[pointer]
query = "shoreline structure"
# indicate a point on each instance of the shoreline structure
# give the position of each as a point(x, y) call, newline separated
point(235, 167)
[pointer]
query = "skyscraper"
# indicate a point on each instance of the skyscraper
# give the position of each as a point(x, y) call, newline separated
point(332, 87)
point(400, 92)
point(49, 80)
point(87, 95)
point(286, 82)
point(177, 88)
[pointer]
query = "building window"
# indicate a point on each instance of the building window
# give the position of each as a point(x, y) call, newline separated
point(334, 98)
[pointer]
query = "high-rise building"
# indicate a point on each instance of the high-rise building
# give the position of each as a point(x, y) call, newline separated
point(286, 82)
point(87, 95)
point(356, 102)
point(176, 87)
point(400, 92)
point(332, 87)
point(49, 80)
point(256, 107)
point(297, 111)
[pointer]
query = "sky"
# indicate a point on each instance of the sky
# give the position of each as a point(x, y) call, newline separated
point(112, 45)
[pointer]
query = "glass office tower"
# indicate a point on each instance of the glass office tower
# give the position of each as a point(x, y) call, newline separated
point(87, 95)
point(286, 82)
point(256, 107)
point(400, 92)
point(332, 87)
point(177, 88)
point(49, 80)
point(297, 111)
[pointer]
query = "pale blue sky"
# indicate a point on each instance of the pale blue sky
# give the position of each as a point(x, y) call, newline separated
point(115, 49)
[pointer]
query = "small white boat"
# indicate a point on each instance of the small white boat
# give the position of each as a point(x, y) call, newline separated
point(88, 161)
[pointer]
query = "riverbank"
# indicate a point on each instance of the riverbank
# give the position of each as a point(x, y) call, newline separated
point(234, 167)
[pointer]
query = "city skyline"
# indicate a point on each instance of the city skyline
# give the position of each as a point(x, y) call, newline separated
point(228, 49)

*-*-*

> **Exercise objective**:
The answer is all of the material, given again exactly.

> **Output of the exercise**:
[pointer]
query = "shoreline structure"
# indicate a point on each instance of the shoreline structure
# give the position of each as a point(x, y) call, newline separated
point(235, 167)
[pointer]
query = "skyscraper"
# indicate a point on each instance of the skyscraper
# give the position of each as a point(x, y) call, newline separated
point(332, 87)
point(400, 92)
point(49, 80)
point(87, 95)
point(286, 82)
point(177, 88)
[pointer]
query = "building window"
# indicate a point on each instance of the building window
# give the position of each as a point(x, y) call, newline separated
point(334, 98)
[pointer]
query = "high-rise building"
# indicate a point on each instance of the high-rise building
# give the position of each as a point(x, y) call, newline separated
point(286, 82)
point(87, 95)
point(356, 102)
point(176, 87)
point(400, 92)
point(332, 87)
point(49, 80)
point(256, 107)
point(297, 111)
[pointer]
query = "sky"
# indicate a point on each instance of the sky
# give the position of each as a point(x, y) call, newline separated
point(112, 45)
[pointer]
query = "glass office tower"
# indicate a point on each instance of the glass office tower
# give the position of each as a point(x, y) call, newline separated
point(87, 95)
point(286, 82)
point(256, 107)
point(400, 92)
point(332, 87)
point(177, 88)
point(49, 80)
point(297, 111)
[pointer]
query = "pale blue sky"
# indicate a point on each instance of the pale blue sky
# give the position of each as a point(x, y) call, newline separated
point(115, 49)
[pointer]
query = "small white boat"
# indicate a point on each instance of the small white boat
# give the position of each as a point(x, y) call, newline separated
point(88, 161)
[pointer]
query = "riverbank"
# indicate a point on each instance of the riverbank
# give the position of each as a point(x, y) call, newline separated
point(234, 167)
[pointer]
query = "city skyline"
# indicate a point on each instance of the city skyline
# give the position of each as a point(x, y) call, newline separated
point(228, 49)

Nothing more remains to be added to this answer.